►

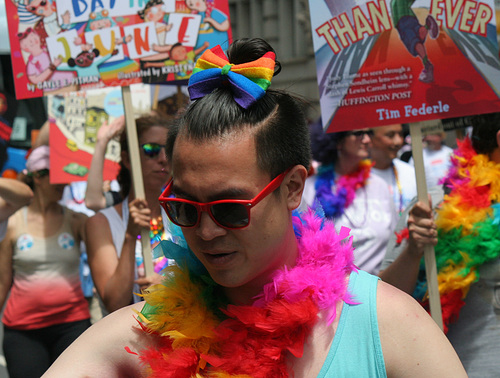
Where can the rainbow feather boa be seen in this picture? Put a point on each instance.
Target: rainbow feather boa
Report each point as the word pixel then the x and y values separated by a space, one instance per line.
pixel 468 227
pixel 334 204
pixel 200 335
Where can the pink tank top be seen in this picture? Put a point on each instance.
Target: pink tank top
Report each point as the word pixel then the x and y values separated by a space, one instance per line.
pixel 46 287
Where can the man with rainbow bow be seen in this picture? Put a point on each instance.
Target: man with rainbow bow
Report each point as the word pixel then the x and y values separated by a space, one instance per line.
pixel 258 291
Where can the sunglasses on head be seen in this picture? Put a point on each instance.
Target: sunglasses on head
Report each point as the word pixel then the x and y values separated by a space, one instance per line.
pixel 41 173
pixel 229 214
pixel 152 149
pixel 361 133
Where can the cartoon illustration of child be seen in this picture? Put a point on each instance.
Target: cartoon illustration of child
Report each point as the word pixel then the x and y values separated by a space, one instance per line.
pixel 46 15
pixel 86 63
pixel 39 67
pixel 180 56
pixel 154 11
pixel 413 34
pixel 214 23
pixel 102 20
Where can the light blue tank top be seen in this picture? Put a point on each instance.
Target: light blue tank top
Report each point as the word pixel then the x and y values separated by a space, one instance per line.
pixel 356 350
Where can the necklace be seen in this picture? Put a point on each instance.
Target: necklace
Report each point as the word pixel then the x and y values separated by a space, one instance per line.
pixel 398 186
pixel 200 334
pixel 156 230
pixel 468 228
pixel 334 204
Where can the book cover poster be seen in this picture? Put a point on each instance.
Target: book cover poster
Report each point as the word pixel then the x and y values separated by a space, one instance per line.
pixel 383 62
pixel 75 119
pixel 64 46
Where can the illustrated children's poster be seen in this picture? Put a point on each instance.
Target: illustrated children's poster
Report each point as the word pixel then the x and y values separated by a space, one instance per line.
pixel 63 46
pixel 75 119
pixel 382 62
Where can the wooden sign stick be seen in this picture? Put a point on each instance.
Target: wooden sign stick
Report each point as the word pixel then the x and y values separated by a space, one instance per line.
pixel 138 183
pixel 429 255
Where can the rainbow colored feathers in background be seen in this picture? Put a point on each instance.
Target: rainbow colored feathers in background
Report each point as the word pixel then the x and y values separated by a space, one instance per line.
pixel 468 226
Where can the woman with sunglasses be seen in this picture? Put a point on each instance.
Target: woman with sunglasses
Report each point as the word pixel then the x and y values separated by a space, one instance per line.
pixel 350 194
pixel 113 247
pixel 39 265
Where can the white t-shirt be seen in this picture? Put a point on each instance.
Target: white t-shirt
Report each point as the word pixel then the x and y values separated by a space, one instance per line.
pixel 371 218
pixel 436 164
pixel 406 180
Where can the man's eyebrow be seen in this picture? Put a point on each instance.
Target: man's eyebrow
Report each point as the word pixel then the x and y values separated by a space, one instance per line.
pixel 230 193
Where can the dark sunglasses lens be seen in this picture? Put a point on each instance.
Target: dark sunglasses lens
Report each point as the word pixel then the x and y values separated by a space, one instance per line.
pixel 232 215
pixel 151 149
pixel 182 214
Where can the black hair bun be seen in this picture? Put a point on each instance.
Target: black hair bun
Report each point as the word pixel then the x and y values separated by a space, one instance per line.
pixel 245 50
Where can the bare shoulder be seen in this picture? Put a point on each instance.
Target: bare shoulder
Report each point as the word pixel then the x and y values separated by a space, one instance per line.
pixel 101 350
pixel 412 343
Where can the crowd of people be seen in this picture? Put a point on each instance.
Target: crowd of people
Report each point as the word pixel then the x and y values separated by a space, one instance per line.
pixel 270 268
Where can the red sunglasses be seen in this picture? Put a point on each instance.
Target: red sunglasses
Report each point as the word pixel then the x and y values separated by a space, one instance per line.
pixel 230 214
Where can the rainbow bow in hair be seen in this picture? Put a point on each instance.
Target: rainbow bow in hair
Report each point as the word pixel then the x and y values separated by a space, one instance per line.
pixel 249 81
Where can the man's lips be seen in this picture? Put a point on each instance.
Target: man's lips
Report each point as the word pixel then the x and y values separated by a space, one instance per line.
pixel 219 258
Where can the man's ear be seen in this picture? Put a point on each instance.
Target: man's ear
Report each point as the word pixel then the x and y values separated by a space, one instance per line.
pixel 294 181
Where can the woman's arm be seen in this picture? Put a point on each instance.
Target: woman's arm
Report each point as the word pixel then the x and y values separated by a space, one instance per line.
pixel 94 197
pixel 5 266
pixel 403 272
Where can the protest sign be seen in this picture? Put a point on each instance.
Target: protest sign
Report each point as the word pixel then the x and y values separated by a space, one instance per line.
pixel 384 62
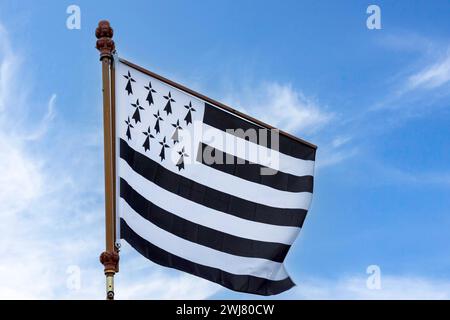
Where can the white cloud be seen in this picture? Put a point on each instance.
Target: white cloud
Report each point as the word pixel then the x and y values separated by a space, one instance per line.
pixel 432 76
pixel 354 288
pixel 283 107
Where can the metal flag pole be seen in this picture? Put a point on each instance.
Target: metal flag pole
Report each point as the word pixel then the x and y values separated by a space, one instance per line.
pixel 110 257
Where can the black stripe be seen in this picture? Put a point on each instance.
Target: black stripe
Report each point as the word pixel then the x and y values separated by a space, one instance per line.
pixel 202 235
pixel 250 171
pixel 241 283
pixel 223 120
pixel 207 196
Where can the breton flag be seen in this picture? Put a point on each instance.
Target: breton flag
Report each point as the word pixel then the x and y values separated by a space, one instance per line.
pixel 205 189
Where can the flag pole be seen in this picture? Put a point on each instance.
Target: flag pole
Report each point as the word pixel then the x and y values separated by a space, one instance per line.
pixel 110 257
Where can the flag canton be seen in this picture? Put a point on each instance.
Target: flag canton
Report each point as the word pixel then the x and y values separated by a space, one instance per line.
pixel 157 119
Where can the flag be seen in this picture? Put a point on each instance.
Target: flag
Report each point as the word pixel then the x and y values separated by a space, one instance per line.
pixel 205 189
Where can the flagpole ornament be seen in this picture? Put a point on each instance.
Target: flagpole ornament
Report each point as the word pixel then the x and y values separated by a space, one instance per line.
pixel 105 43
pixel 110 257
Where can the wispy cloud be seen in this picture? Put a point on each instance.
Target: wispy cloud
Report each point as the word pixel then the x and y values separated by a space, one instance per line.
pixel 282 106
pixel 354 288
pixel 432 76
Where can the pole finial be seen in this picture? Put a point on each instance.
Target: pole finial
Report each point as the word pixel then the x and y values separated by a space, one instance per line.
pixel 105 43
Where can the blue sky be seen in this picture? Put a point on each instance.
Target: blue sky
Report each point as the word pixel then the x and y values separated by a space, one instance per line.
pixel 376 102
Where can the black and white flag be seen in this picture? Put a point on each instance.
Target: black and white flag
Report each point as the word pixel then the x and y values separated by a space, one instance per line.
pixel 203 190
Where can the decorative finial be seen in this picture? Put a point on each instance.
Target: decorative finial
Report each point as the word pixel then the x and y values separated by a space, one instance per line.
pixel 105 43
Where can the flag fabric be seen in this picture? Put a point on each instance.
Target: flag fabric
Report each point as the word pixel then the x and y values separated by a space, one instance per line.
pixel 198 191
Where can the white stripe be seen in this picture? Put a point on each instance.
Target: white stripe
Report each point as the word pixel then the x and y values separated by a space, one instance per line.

◄

◆ **Short problem**: Rewrite all of the data above as a numbered list with one line per item. Leave out the blank lines and the pictures.

◆ **Result**:
1. Where can the rainbow feather boa be seen in this picture? Put a point on each instance.
2. Target: rainbow feather boa
3. Report each point as the word pixel then the x and y values separated by a space, one instance per line.
4. pixel 468 227
5. pixel 334 204
6. pixel 200 335
7. Where can the pink tank top be seen in this picture? Put a point on each instance.
8. Target: pink tank top
9. Report each point as the word pixel then the x and y values separated by a space, one instance per line.
10. pixel 46 287
11. Where can the man with rainbow bow be seen in this picture? Put a point on each instance.
12. Target: man with rainbow bow
13. Report each point as the word pixel then the x and y values separated by a space, one instance per line.
14. pixel 258 291
15. Where can the sunglasses on head be seen in this picture? Put a point on each instance.
16. Target: sunglasses on head
17. Report each point as the word pixel then the x and y values separated by a space, one instance per line.
18. pixel 41 173
19. pixel 229 214
20. pixel 152 149
21. pixel 361 133
22. Where can the cartoon illustration of child be seen in this picture? Put a point on each instance.
23. Target: cartoon illustration of child
24. Report each point as the word pixel then the x and y values separated by a space, one instance per line.
25. pixel 46 15
26. pixel 86 63
27. pixel 39 67
28. pixel 180 56
29. pixel 154 11
30. pixel 413 34
31. pixel 214 23
32. pixel 102 20
33. Where can the light blue tank top be seen in this picture? Put a point on each instance.
34. Target: light blue tank top
35. Report each point as the word pixel then the x and y values separated by a space, one instance per line.
36. pixel 356 350
37. Where can the necklace be seen in this picture? Put a point on each instance.
38. Target: necklace
39. Report each point as the word pixel then the x and y values separated by a space, one instance per line.
40. pixel 398 186
41. pixel 200 334
42. pixel 156 230
43. pixel 468 228
44. pixel 334 204
45. Where can the book cover poster be seen in this picture? Put a point on each instance.
46. Target: book cover poster
47. Report each point as the word pixel then the x and y values separated by a space, one instance per line.
48. pixel 383 62
49. pixel 75 119
50. pixel 64 46
51. Where can the illustrated children's poster be seen in this picture? Put a point on each instance.
52. Target: illustrated children's poster
53. Report each point as the word pixel then the x and y values separated by a space, one instance per line.
54. pixel 63 46
55. pixel 75 119
56. pixel 382 62
57. Where can the wooden sign stick be seen in this picture? Put a point on each instance.
58. Target: wooden sign stick
59. Report each point as the word pixel then the x and y values separated by a space, one instance per line.
60. pixel 138 183
61. pixel 429 255
62. Where can the rainbow colored feathers in background be seen in this picture? Put a point on each instance.
63. Target: rainbow colored feathers in background
64. Report each point as the word pixel then the x and y values separated by a space, one instance per line.
65. pixel 468 226
66. Where can the woman with sunglasses be seen in this picture? Put a point on each instance.
67. Target: woman with sunglasses
68. Report each point as the word pixel then the x and y values separated by a space, one instance per line.
69. pixel 350 194
70. pixel 113 247
71. pixel 39 265
72. Where can the white t-shirt be seen in this picture? Put a point on each instance.
73. Target: white t-shirt
74. Report each point as the word pixel then the x and y values separated by a space, one instance per line.
75. pixel 371 218
76. pixel 436 164
77. pixel 406 180
78. Where can the man's eyebrow be seen in this picture? Put a point on each instance.
79. Target: man's eyebrow
80. Report each point as the word pixel then the x and y values separated by a space, one instance per line.
81. pixel 230 193
82. Where can the dark sunglasses lens be seen in this picture? Put a point on each instance.
83. Target: dark sunglasses lens
84. Report each point as the word pixel then the x and y values separated by a space, one instance per line.
85. pixel 232 215
86. pixel 151 149
87. pixel 182 214
88. Where can the black hair bun be seen in this picture? Put a point on each instance.
89. Target: black hair bun
90. Report each point as the word pixel then the x and y values separated by a space, one instance per line.
91. pixel 245 50
92. Where can the bare shoulder be seen in this picture? Put a point on each instance.
93. Target: bare shoulder
94. Report each point as the word pixel then the x and y values separated by a space, one instance per line.
95. pixel 101 350
96. pixel 412 343
97. Where can the crowd of people be seen in this picture? Put a point on each instance.
98. Target: crowd of people
99. Report each point as the word pixel then the x and y values separated by a space, one instance per line.
100. pixel 270 268
101. Where can the red sunglasses be seen in this picture? Put a point on each instance.
102. Target: red sunglasses
103. Report each point as the word pixel then the x and y values separated by a space, one instance per line.
104. pixel 230 214
105. Where can the rainbow bow in hair be seen in this picture? Put a point on each instance.
106. Target: rainbow bow in hair
107. Report each point as the word pixel then the x and y values separated by a space, one instance per line.
108. pixel 249 81
109. Where can the man's lips be seen in this picture? Put a point on each instance.
110. Target: man's lips
111. Report each point as the word pixel then the x and y values separated by a space, one instance per line.
112. pixel 219 258
113. Where can the man's ear be seen in this picture? Put a point on each instance.
114. Target: man's ear
115. Report each point as the word pixel then the x and y values separated by a space, one instance per line.
116. pixel 294 181
117. Where can the woman's arm be seen in this picture? Put a point on each instance.
118. Target: woman's arm
119. Report each point as the word pixel then the x and y values separated by a space, one instance per line.
120. pixel 94 197
121. pixel 5 266
122. pixel 403 272
123. Where can the protest sign be seen in this picture? Put a point on each instance.
124. Target: protest sign
125. Report each point as the word pixel then the x and y values separated by a space, one instance per line.
126. pixel 384 62
127. Where can the white cloud be seen in this picture? Put a point on each instance.
128. Target: white cloud
129. Report each point as the word pixel then the x and y values separated by a space, one instance per line.
130. pixel 432 76
131. pixel 354 288
132. pixel 283 107
133. Where can the metal flag pole be seen in this picture? Put a point on each instance.
134. Target: metal flag pole
135. Report each point as the word pixel then the x and y values separated by a space, one instance per line.
136. pixel 110 257
137. Where can the black stripe be seen in this picture? Put a point on each instance.
138. Target: black stripe
139. Report each point as the word pixel then the x and y values separated by a space, one instance per line.
140. pixel 202 235
141. pixel 250 171
142. pixel 241 283
143. pixel 223 120
144. pixel 207 196
145. Where can the breton flag be seen in this picture? Put a point on each instance.
146. Target: breton flag
147. Report each point as the word pixel then the x and y values separated by a space, one instance per line.
148. pixel 205 189
149. Where can the flag pole be seen in this picture? Put a point on each instance.
150. Target: flag pole
151. Report each point as the word pixel then the x and y values separated by a space, one instance per line.
152. pixel 110 257
153. Where can the flag canton be seen in this picture? Put a point on each instance.
154. Target: flag canton
155. Report each point as the word pixel then the x and y values separated by a space, one instance per line.
156. pixel 157 119
157. Where can the flag be seen in this picture? Put a point on each instance.
158. Target: flag
159. Report each point as the word pixel then the x and y values separated by a space, one instance per line.
160. pixel 205 189
161. Where can the flagpole ornament be seen in this picture? Put a point on each instance.
162. Target: flagpole ornament
163. Report each point as the word pixel then the x and y values separated by a space, one instance per line.
164. pixel 105 43
165. pixel 110 257
166. Where can the wispy cloud be seen in this picture? Put a point on each instance.
167. Target: wispy cloud
168. Report each point as the word pixel then the x and y values separated by a space, one instance per line.
169. pixel 282 106
170. pixel 354 288
171. pixel 432 76
172. Where can the pole finial be seen in this picture? Put a point on each instance.
173. Target: pole finial
174. Report each point as the word pixel then the x and y values separated by a space, one instance per line.
175. pixel 105 43
176. Where can the blue sky be seen in this picture? Put a point on each instance.
177. Target: blue sky
178. Report each point as the word pixel then the x and y values separated by a space, one instance per line.
179. pixel 376 102
180. Where can the black and white flag be seen in this picture? Put a point on each instance.
181. Target: black and white flag
182. Report each point as the word pixel then the x and y values separated by a space, one instance per line.
183. pixel 203 190
184. Where can the decorative finial be seen in this picture? Put a point on each instance.
185. Target: decorative finial
186. Report each point as the word pixel then the x and y values separated by a space, one instance per line.
187. pixel 105 43
188. Where can the flag fabric be seen in this picture? Put a point on each instance.
189. Target: flag fabric
190. Report each point as the word pixel then the x and y values separated by a space, one instance per line.
191. pixel 198 191
192. Where can the white stripe be seen in this picture? Put a point on each instance.
193. Target: white stripe
194. Report each point as the word pixel then the x and y values separated by a space, one instance per line.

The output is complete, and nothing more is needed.